YOUR TASK: Reproduce exactly the lines below from the one containing "positive clicks: (536, 115)" through the one containing "negative clicks: (567, 151)", including both, and nothing else.

DATASET EXTRACT:
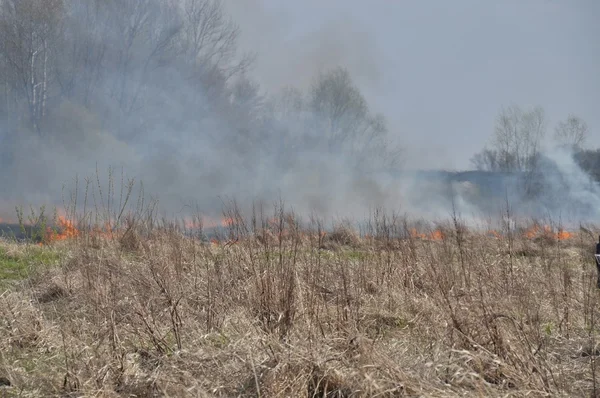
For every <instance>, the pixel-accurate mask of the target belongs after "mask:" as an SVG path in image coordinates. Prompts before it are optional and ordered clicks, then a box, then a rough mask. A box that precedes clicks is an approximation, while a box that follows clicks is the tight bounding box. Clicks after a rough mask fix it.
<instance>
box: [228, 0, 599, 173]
mask: <svg viewBox="0 0 600 398" xmlns="http://www.w3.org/2000/svg"><path fill="white" fill-rule="evenodd" d="M226 4H227V6H228V8H229V9H231V11H232V13H233V15H234V16H235V17H236V19H237V20H238V22H239V23H240V25H241V28H242V30H243V34H242V43H243V45H244V47H245V48H248V49H250V48H251V49H253V50H255V51H257V53H258V58H257V61H256V66H255V68H254V70H253V72H254V75H255V76H256V77H257V79H258V80H259V81H260V83H261V84H262V85H263V86H264V87H266V88H268V89H269V90H277V89H278V88H279V87H281V86H284V85H287V84H292V85H298V86H303V85H307V84H309V82H310V79H311V77H312V76H313V74H314V73H316V72H317V71H319V70H321V69H324V68H328V67H332V66H336V65H338V64H342V65H344V66H346V67H347V68H348V69H349V70H350V72H351V73H352V76H353V77H354V79H355V81H356V82H357V84H358V86H359V87H360V89H361V90H362V91H363V92H364V94H365V96H366V97H367V99H368V101H369V103H370V104H371V105H372V106H373V108H375V109H377V110H379V111H381V112H383V113H384V114H385V115H386V117H387V118H388V120H389V122H390V127H391V130H392V131H393V132H394V133H395V134H398V135H399V136H400V137H401V138H402V142H403V144H404V145H405V146H406V147H407V148H409V149H410V150H409V151H408V154H407V156H408V158H407V164H408V165H410V166H412V167H414V168H428V169H439V168H444V169H458V170H464V169H468V168H470V164H469V158H470V157H471V156H472V154H473V153H475V152H476V151H478V150H479V149H480V148H481V147H483V146H484V145H485V144H486V143H487V141H488V139H489V136H490V134H491V132H492V130H493V122H494V119H495V117H496V115H497V112H498V109H499V108H500V107H501V106H506V105H509V104H511V103H517V104H523V105H526V106H528V105H537V104H539V105H542V106H543V107H544V108H545V109H546V111H547V114H548V117H549V119H550V122H551V123H552V124H554V123H556V122H557V121H558V120H560V119H563V118H564V117H566V115H567V114H569V113H571V112H573V113H577V114H579V115H580V116H581V117H582V118H583V119H584V120H586V121H587V122H588V124H589V125H590V127H591V131H590V134H591V136H590V141H592V142H600V113H598V109H599V107H600V75H598V73H597V65H598V64H599V63H600V41H598V40H596V39H595V38H597V37H600V26H599V25H598V24H597V21H598V20H599V19H600V3H599V2H597V1H594V0H583V1H569V0H528V1H520V0H509V1H502V2H485V1H478V0H457V1H429V2H422V1H384V0H377V1H369V2H365V1H358V0H350V1H327V2H322V1H318V0H308V1H302V2H281V1H277V0H262V1H256V2H239V1H236V0H228V1H227V2H226Z"/></svg>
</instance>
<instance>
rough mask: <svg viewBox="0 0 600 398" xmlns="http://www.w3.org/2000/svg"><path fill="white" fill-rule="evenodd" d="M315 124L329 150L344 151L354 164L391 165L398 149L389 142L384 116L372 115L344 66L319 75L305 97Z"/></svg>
mask: <svg viewBox="0 0 600 398" xmlns="http://www.w3.org/2000/svg"><path fill="white" fill-rule="evenodd" d="M308 105H309V108H310V109H311V110H312V112H313V115H314V116H315V127H316V128H317V132H318V134H320V135H321V137H319V138H322V139H324V141H325V144H326V146H327V148H328V150H329V151H330V152H336V151H342V152H346V153H348V154H350V155H352V157H353V158H354V159H355V161H356V164H357V166H358V167H366V165H367V164H372V165H375V167H384V168H388V167H395V166H397V164H398V161H399V155H400V149H399V147H397V146H394V145H392V144H391V142H390V140H389V137H388V130H387V126H386V121H385V118H384V117H383V116H382V115H380V114H373V113H371V112H370V110H369V107H368V105H367V102H366V100H365V98H364V97H363V95H362V93H361V92H360V90H359V89H358V87H356V85H355V84H354V82H353V81H352V79H351V77H350V74H349V73H348V71H347V70H346V69H344V68H335V69H333V70H330V71H328V72H325V73H322V74H320V75H319V76H318V77H317V78H316V79H315V81H314V82H313V85H312V89H311V91H310V94H309V98H308Z"/></svg>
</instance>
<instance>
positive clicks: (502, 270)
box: [0, 213, 600, 398]
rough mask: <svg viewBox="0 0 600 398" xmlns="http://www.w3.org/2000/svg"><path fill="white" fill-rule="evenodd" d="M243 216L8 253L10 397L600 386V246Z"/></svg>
mask: <svg viewBox="0 0 600 398" xmlns="http://www.w3.org/2000/svg"><path fill="white" fill-rule="evenodd" d="M231 218H232V221H231V222H230V223H229V227H230V228H229V231H228V234H227V235H226V236H223V237H222V238H221V239H219V240H213V241H212V242H211V241H209V240H208V241H207V240H206V239H195V238H194V237H191V236H189V234H187V235H185V234H183V233H182V232H181V230H180V229H178V228H176V227H174V226H171V227H169V226H167V225H165V226H162V227H157V226H154V227H153V228H141V227H136V226H133V225H130V227H129V228H127V229H124V230H123V231H120V232H118V233H115V234H114V236H107V235H99V234H91V233H84V232H81V233H72V234H71V236H70V237H69V239H60V240H56V241H54V242H51V243H50V244H47V245H43V246H42V247H40V246H39V245H36V244H24V243H16V242H12V241H10V240H5V241H2V243H0V384H6V385H5V386H1V387H0V396H7V397H12V396H14V397H17V396H19V397H33V396H35V397H42V396H86V397H87V396H94V397H167V396H168V397H188V396H189V397H265V398H266V397H403V396H407V397H409V396H412V397H416V396H419V397H458V396H461V397H463V396H473V397H499V396H502V397H511V396H514V397H517V396H528V397H542V396H565V397H566V396H569V397H575V396H578V397H589V396H596V395H595V394H596V391H597V390H600V385H598V383H599V382H600V380H598V379H597V375H599V373H598V372H597V370H596V367H597V366H596V363H595V360H596V358H597V354H599V353H600V352H599V350H598V349H597V348H596V342H595V339H596V332H597V331H598V327H597V325H596V324H597V323H598V322H597V321H596V318H597V317H598V312H597V302H598V300H597V289H596V269H595V266H594V260H593V255H592V254H593V250H594V244H595V237H594V236H592V235H591V234H588V233H586V232H582V231H575V232H573V233H571V234H570V235H569V236H568V239H561V236H560V235H551V234H543V233H541V234H538V235H536V236H531V233H530V232H531V230H530V231H529V233H525V234H523V233H520V232H519V231H518V230H516V229H513V230H510V229H507V230H505V231H501V232H493V233H479V232H478V233H476V232H475V231H471V230H468V229H466V228H464V227H462V226H461V224H460V222H456V220H454V221H455V222H452V221H451V222H449V223H447V224H446V225H441V226H439V227H437V229H435V230H432V231H429V232H427V231H417V229H416V228H417V227H414V226H411V224H410V223H408V222H407V221H406V220H404V219H400V218H386V217H383V216H381V214H379V215H375V216H374V217H373V220H372V222H370V223H369V228H367V229H366V230H365V231H362V233H360V234H359V233H358V232H356V231H354V230H352V229H351V228H350V227H349V226H344V225H339V226H337V227H336V228H333V229H332V230H330V231H329V232H327V233H325V232H324V231H323V230H322V228H321V224H320V223H319V222H316V221H312V222H310V223H308V224H307V225H306V226H304V227H300V226H299V225H298V224H297V223H296V222H295V221H294V219H293V218H292V217H290V216H288V215H285V214H283V213H280V214H279V216H278V217H275V218H272V219H270V221H269V222H265V220H264V219H261V220H258V221H257V219H255V218H252V219H248V220H244V219H242V217H240V216H239V215H238V214H233V216H232V217H231ZM8 384H10V385H8ZM598 396H600V393H599V394H598Z"/></svg>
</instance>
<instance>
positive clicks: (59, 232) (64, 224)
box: [47, 216, 79, 241]
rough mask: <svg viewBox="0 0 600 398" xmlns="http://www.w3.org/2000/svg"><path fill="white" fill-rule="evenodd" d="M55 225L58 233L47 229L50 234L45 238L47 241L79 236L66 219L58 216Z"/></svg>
mask: <svg viewBox="0 0 600 398" xmlns="http://www.w3.org/2000/svg"><path fill="white" fill-rule="evenodd" d="M57 224H58V225H57V226H58V227H59V232H55V231H52V230H51V229H49V232H50V233H49V234H48V236H47V238H48V240H49V241H60V240H65V239H71V238H76V237H77V236H79V230H78V229H77V228H76V227H75V225H73V222H72V221H71V220H69V219H67V218H66V217H64V216H58V220H57Z"/></svg>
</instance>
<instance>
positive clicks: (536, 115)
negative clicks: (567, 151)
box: [471, 105, 600, 181]
mask: <svg viewBox="0 0 600 398" xmlns="http://www.w3.org/2000/svg"><path fill="white" fill-rule="evenodd" d="M588 134H589V128H588V125H587V123H586V122H585V121H584V120H583V119H581V118H580V117H579V116H576V115H573V114H570V115H568V117H567V118H566V119H565V120H562V121H559V122H558V123H557V124H556V126H554V129H553V133H552V136H551V137H548V135H549V134H548V121H547V118H546V114H545V112H544V109H543V108H542V107H540V106H536V107H532V108H529V109H524V108H522V107H520V106H518V105H511V106H508V107H504V108H502V109H501V110H500V112H499V113H498V116H497V119H496V123H495V128H494V132H493V134H492V137H491V140H490V144H489V146H486V147H485V148H484V149H483V150H482V151H480V152H479V153H477V154H475V155H474V156H473V157H472V159H471V163H472V164H473V166H474V167H475V168H476V169H477V170H481V171H495V172H508V173H511V172H512V173H515V172H516V173H530V174H531V173H535V172H537V171H539V168H541V167H543V161H542V158H541V157H542V153H543V149H544V143H548V142H551V143H552V145H553V146H554V147H555V148H562V149H566V150H568V151H570V152H571V153H572V155H573V157H574V159H575V161H576V162H577V164H578V165H579V166H580V167H581V168H582V169H583V170H584V171H586V172H587V173H588V174H590V175H591V176H592V177H594V178H595V179H596V180H598V181H600V150H590V149H587V148H586V147H585V146H586V143H587V138H588ZM548 138H550V140H549V139H548ZM546 149H547V148H546Z"/></svg>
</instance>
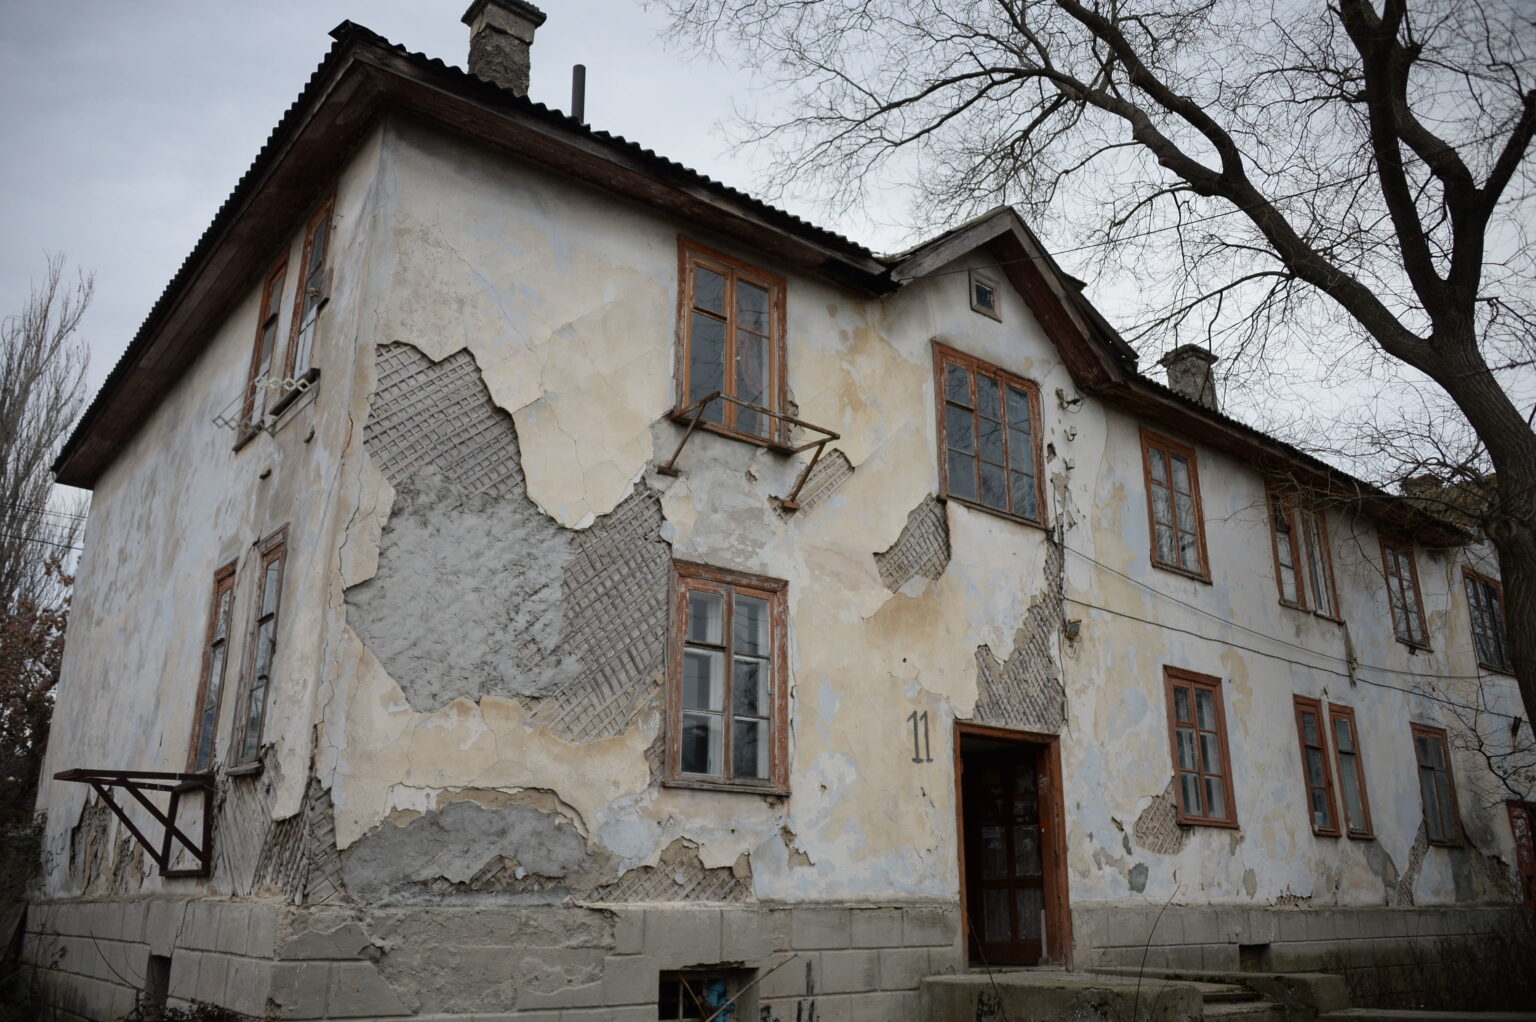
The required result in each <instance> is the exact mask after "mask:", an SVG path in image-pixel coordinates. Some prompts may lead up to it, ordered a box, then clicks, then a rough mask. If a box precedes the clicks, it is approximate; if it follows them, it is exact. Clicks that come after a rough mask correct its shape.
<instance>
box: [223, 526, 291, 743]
mask: <svg viewBox="0 0 1536 1022" xmlns="http://www.w3.org/2000/svg"><path fill="white" fill-rule="evenodd" d="M286 535H287V530H278V532H276V533H273V535H272V536H269V538H267V539H264V541H263V543H261V547H260V550H261V567H260V575H258V576H257V618H255V621H253V622H252V627H250V644H249V645H250V649H249V650H247V653H246V682H244V685H243V690H241V699H240V705H238V707H237V710H235V741H233V748H235V758H233V762H235V765H241V767H249V765H253V764H255V762H258V759H260V756H261V730H263V725H264V722H266V715H267V695H269V692H270V689H272V665H273V662H275V661H276V652H278V609H280V606H281V601H283V566H284V562H286V559H287V546H286V543H284V541H286Z"/></svg>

ANSWER AREA:
positive clicks: (536, 115)
negative clicks: (567, 151)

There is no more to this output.